### Task prompt
Print every item below word for word, leaving out the pictures.

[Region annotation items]
* * * *

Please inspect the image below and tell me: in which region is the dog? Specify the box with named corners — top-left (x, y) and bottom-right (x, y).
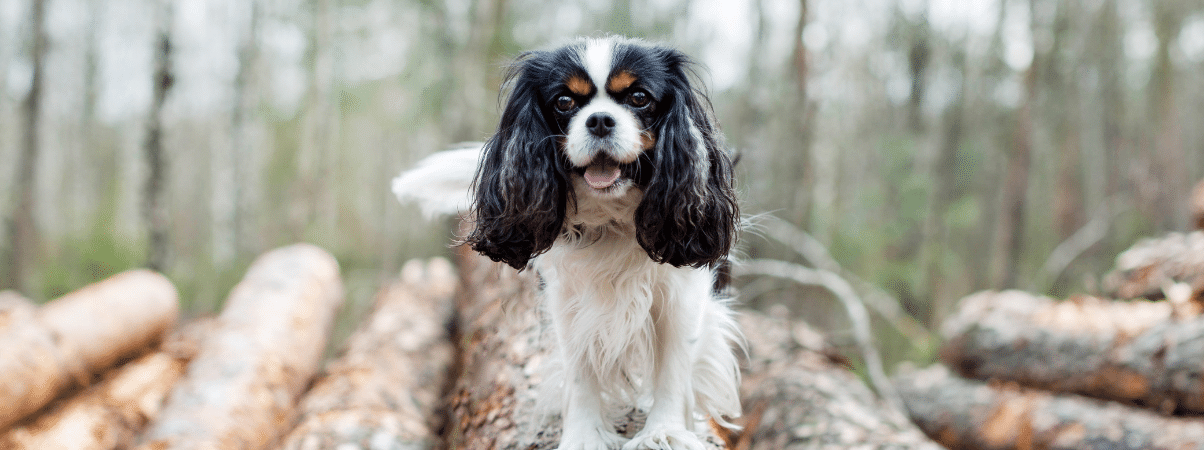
top-left (394, 36), bottom-right (743, 450)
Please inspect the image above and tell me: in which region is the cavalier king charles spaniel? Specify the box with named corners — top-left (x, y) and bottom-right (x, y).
top-left (394, 36), bottom-right (742, 450)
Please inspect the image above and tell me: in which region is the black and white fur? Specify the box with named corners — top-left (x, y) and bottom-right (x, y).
top-left (394, 36), bottom-right (740, 450)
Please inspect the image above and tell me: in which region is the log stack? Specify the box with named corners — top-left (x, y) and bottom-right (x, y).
top-left (896, 231), bottom-right (1204, 449)
top-left (0, 244), bottom-right (938, 450)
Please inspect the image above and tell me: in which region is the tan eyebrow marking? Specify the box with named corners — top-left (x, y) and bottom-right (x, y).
top-left (606, 71), bottom-right (636, 93)
top-left (565, 75), bottom-right (594, 96)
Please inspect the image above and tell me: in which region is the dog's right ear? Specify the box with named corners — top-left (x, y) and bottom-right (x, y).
top-left (465, 52), bottom-right (569, 270)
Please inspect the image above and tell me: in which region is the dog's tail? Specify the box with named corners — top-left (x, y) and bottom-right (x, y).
top-left (393, 142), bottom-right (484, 219)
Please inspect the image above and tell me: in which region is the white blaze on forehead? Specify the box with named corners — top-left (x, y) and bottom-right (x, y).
top-left (584, 39), bottom-right (614, 90)
top-left (565, 37), bottom-right (643, 169)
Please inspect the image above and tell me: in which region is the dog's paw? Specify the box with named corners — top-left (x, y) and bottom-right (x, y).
top-left (556, 428), bottom-right (627, 450)
top-left (622, 426), bottom-right (706, 450)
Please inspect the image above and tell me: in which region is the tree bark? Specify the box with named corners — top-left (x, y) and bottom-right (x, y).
top-left (141, 244), bottom-right (343, 450)
top-left (142, 20), bottom-right (175, 271)
top-left (4, 0), bottom-right (48, 292)
top-left (1104, 231), bottom-right (1204, 300)
top-left (281, 259), bottom-right (458, 450)
top-left (0, 351), bottom-right (185, 450)
top-left (896, 366), bottom-right (1204, 450)
top-left (0, 271), bottom-right (179, 428)
top-left (728, 312), bottom-right (939, 450)
top-left (942, 291), bottom-right (1204, 413)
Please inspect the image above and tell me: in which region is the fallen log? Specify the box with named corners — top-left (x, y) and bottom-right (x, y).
top-left (728, 312), bottom-right (940, 450)
top-left (0, 353), bottom-right (184, 450)
top-left (896, 366), bottom-right (1204, 450)
top-left (0, 271), bottom-right (179, 430)
top-left (0, 320), bottom-right (209, 450)
top-left (140, 244), bottom-right (343, 450)
top-left (281, 259), bottom-right (458, 450)
top-left (1103, 230), bottom-right (1204, 302)
top-left (445, 247), bottom-right (725, 450)
top-left (942, 291), bottom-right (1204, 413)
top-left (445, 248), bottom-right (939, 450)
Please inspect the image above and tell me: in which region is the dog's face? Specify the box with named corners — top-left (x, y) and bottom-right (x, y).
top-left (467, 37), bottom-right (738, 268)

* * * *

### Response for this exercise
Please inspect the image below and tell me: in which region is the dog? Specify the box with named corners — top-left (x, y) and bottom-right (x, y).
top-left (394, 36), bottom-right (743, 450)
Please inspect the image above and tell me: in which region is the cavalier king charles spaniel? Specify the box with named corners — top-left (x, y) and bottom-right (x, y).
top-left (394, 36), bottom-right (742, 450)
Please inspect the image above and tell me: in which region is the black and white fur? Specify the box with named corners — top-left (x, y) and bottom-right (x, y).
top-left (394, 36), bottom-right (740, 450)
Please inspect the image above and tell me: in which region is the log stack? Specify the box with named corners — top-left (x, y) and bottom-right (x, y).
top-left (896, 231), bottom-right (1204, 449)
top-left (0, 244), bottom-right (938, 450)
Please inspect the image above and tell me: in which region is the tan eyebrow marking? Specify the box with named corners — top-left (x, y) and bottom-right (x, y).
top-left (606, 71), bottom-right (636, 93)
top-left (565, 75), bottom-right (594, 96)
Please inspect the image above and tell me: in which region is the dog's right ear? Specify the box with named corners — top-left (x, y) and bottom-right (x, y).
top-left (465, 52), bottom-right (569, 270)
Please inspect the image above and tell me: in which region is the dog's tail? Specify the box with named corners — top-left (x, y) and bottom-right (x, y).
top-left (393, 142), bottom-right (484, 219)
Please inspect the image above and tell me: in which region is the white blaze on forehead? Specify the box with named corners — top-left (x, y) and bottom-right (x, y).
top-left (584, 39), bottom-right (614, 90)
top-left (565, 37), bottom-right (643, 169)
Please inspect the image above and tell me: in which region is the dog's paw? Specify the box with named corners — top-left (x, y) and bottom-right (x, y).
top-left (556, 428), bottom-right (627, 450)
top-left (622, 426), bottom-right (706, 450)
Please inspect the image above and tell me: in which region is the tree bark? Specify the box with named corners — top-left (x, y) and bottom-right (x, y).
top-left (141, 244), bottom-right (343, 450)
top-left (142, 20), bottom-right (175, 271)
top-left (4, 0), bottom-right (48, 292)
top-left (1104, 231), bottom-right (1204, 300)
top-left (281, 259), bottom-right (458, 450)
top-left (0, 351), bottom-right (185, 450)
top-left (896, 366), bottom-right (1204, 450)
top-left (0, 271), bottom-right (179, 428)
top-left (728, 312), bottom-right (939, 450)
top-left (942, 291), bottom-right (1204, 413)
Please inspect the image above and tell me: in which region is the fallen log? Specify the box with named corners — top-left (x, y) and bottom-right (x, y).
top-left (728, 312), bottom-right (940, 450)
top-left (0, 353), bottom-right (184, 450)
top-left (896, 366), bottom-right (1204, 450)
top-left (0, 271), bottom-right (179, 430)
top-left (0, 320), bottom-right (209, 450)
top-left (140, 244), bottom-right (343, 450)
top-left (281, 259), bottom-right (458, 450)
top-left (1103, 230), bottom-right (1204, 302)
top-left (445, 247), bottom-right (725, 450)
top-left (942, 291), bottom-right (1204, 413)
top-left (445, 248), bottom-right (939, 450)
Please inspect the image above and tell me: in which region is the dog's face? Specify the box with named corners — top-left (x, y) and bottom-right (x, y).
top-left (467, 37), bottom-right (738, 268)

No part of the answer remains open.